§ **GIVEN TEXT**
_ _ _
Rplot.pdf (5.3 KB)
Dear stan users:
I am currently constructing a 2-component time-varying Gaussian mixture model using Rstan,the full model is a bit complex and thus right now I just construct a smaller model to examine the model behaviour.
My model is like:
E(y_it) = \lambda_t * N(\beta_{t1}, \sigma) + (1-\lambda_t) * N( \beta_{t2}, \sigma) for all observations i =1: n ( in the real data, n=12 and there is some missing observations, for the simulation study n is set be 50 with the same missing patterns as in the real data)
and t is the time index, currently t=1:72.
the mixing weights and mixture locations are all time-varying with time-invariant and component-shared scale \sigma. Right now, I only focus on estimating \lambda_t and \sigma ( supplying “true” values of \beta_{t1} and \beta_{t2}, to ensure identifiability, all \beta_{t2} >\beta_{t1})
the mixing weights are believed to be slowly and smoothly changing over time and thus I use model it with a bspline with a RW(1) penalty prior ( seen post by http://mc-stan.org/users/documentation/case-studies/splines_in_stan.html).
Right now the model estimates sigma well. But in fact, the “true” \lambda_t is the 1-\lambda_t in the posterior samples. I do not understand why as I already supply the mixture locations \beta_{t1} and \beta_{t2} as data, why there is still label switching? \lambda_t is modelled by inverse logit of \eta_t where \eta_t is the product of the Bspline basis matrix  eta_bspline and the coefficients \beta_{\eta}. Can someone please provide some insights? The posterior mean of (1-\lambda_t) is attached, the red line is the simulated “true” values while the black line is the posterior means for  (1-\lambda_t)
_ _ _
§ **PROVIDED RECORDS**

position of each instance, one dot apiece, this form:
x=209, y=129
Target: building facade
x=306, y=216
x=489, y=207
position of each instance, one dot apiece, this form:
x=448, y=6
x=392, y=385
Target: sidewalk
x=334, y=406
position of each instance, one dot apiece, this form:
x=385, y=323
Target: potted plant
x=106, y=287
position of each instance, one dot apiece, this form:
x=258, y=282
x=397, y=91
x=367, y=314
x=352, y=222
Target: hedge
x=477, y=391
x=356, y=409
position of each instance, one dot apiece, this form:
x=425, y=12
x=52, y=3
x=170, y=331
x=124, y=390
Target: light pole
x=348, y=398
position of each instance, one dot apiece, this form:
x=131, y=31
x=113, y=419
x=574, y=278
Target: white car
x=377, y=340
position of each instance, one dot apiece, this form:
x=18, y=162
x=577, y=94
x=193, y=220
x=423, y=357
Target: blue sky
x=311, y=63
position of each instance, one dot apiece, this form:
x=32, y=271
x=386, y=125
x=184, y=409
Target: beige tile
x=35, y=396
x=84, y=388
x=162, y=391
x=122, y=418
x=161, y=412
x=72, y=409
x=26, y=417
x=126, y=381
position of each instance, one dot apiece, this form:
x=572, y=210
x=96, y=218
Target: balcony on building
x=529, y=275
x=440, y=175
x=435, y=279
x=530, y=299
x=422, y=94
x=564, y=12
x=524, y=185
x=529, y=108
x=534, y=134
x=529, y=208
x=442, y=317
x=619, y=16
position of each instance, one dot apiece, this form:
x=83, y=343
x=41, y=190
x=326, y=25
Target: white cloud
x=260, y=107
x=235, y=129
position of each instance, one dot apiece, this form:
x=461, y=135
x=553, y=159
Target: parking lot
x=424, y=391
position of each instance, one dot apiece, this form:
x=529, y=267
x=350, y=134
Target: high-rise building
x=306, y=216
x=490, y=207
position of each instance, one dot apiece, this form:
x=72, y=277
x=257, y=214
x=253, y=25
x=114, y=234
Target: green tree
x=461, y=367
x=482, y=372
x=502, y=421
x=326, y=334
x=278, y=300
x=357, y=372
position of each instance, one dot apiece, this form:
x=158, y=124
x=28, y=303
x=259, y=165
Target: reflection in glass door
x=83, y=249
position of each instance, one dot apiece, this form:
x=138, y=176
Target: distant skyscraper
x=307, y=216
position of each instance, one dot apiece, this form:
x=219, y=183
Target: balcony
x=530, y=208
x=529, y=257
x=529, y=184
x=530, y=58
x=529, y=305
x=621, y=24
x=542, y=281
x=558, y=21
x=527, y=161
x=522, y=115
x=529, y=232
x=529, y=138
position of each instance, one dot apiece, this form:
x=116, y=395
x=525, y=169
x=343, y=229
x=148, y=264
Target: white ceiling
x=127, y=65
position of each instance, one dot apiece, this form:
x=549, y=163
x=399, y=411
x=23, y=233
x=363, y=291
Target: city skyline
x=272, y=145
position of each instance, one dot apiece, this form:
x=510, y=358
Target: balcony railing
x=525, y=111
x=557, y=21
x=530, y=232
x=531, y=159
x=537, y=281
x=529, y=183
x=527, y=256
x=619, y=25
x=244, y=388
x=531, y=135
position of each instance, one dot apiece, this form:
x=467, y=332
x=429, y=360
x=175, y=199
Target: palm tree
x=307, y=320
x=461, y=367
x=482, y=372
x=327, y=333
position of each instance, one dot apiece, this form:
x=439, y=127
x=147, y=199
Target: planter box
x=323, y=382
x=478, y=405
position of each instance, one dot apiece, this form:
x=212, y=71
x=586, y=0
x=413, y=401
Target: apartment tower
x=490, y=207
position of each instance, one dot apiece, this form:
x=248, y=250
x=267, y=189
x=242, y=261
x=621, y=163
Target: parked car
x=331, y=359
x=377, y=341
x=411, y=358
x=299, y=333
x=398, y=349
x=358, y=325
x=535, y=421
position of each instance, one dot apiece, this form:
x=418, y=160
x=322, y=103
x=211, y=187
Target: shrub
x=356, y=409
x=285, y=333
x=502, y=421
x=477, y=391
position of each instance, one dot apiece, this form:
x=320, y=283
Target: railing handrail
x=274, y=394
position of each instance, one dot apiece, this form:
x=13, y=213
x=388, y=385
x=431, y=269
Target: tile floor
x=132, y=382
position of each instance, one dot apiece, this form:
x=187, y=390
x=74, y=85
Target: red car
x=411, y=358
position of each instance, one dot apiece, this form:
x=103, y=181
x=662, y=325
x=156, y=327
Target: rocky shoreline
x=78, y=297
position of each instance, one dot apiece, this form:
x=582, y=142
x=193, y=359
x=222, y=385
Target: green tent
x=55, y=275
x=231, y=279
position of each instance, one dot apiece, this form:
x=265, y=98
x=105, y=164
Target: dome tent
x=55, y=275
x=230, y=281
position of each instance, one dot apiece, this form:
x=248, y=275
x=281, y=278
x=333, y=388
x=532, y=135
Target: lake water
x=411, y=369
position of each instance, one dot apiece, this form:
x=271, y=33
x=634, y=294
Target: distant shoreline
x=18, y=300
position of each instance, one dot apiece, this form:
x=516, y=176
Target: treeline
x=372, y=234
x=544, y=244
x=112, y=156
_ _ _
§ **WORK TO DO**
A – Answer these questions from the post:
(i) How many observations does the real data contain?
(ii) What range does the time index t currently cover?
(iii) In the attached plot, what do the red line and the black line show?
B – Quote the post from "Rplot.pdf (5.3 KB)" to "the model behaviour.".
The rows are separate material from the post.

§ **ANSWERS TO THE EXERCISES**
A –
(i) The real data contains 12 observations (n=12), with some missing.
(ii) The time index currently covers t=1:72.
(iii) The red line shows the simulated "true" values, and the black line shows the posterior means for (1-\lambda_t).

B –
Rplot.pdf (5.3 KB)
Dear stan users:
I am currently constructing a 2-component time-varying Gaussian mixture model using Rstan,the full model is a bit complex and thus right now I just construct a smaller model to examine the model behaviour.